Given text:

-*-

Today I'm excited to share with you another food allergy-related paper that was just published in the journal "Clinical Pediatrics". The paper is entitled "Food Allergy Diagnosis and Management Practices Among Pediatricians" and you can read it by clicking on this link. The paper had three goals:
1) To determine if and to what degree rates of parent-reported food allergy differ from rates of doctor-reported food allergy;
2) To assess how well pediatricians follow the national clinical practice guidelines for food allergy; and
3) To find out why pediatricians think they and their colleagues don't always follow the guidelines.

-*-

Data under study:
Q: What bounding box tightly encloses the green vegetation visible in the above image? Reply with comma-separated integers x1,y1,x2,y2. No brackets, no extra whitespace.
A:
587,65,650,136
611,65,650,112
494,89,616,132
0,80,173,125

-*-

What to work on:
1. List the three goals of the paper described in the food allergy post.
2. Print the part of the food allergy post that begins at the words "Today I'm excited" and stops after "follow the guidelines.".
3. Carry on the food allergy post from where it stops.

Responses to the tasks:
1.
1) To determine if and to what degree rates of parent-reported food allergy differ from rates of doctor-reported food allergy
2) To assess how well pediatricians follow the national clinical practice guidelines for food allergy
3) To find out why pediatricians think they and their colleagues don't always follow the guidelines

2.
Today I'm excited to share with you another food allergy-related paper that was just published in the journal "Clinical Pediatrics". The paper is entitled "Food Allergy Diagnosis and Management Practices Among Pediatricians" and you can read it by clicking on this link. The paper had three goals:
1) To determine if and to what degree rates of parent-reported food allergy differ from rates of doctor-reported food allergy;
2) To assess how well pediatricians follow the national clinical practice guidelines for food allergy; and
3) To find out why pediatricians think they and their colleagues don't always follow the guidelines.

3.
Here's a brief summary of what we found (taken from the abstract):
Overall, 10.9% of parents reported having a child with food allergy and two thirds of these cases were detected by the pediatrician. Chart reviews revealed high rates of guideline adherence with respect to allergist referral (67.3%), but less consistent adherence regarding documentation of reaction history (38.8%), appropriate use of diagnostic tests (34.7%), prescription of epinephrine autoinjectors (44.9%), and counseling families in food allergy management (24.5%). Pediatricians suggested that poor adherence was due to lack of documentation, familiarity with guidelines, and clarity regarding the pediatrician’s role in managing food allergy. Findings emphasize the need to better establish the role of the pediatrician and to improve awareness and adherence to guidelines.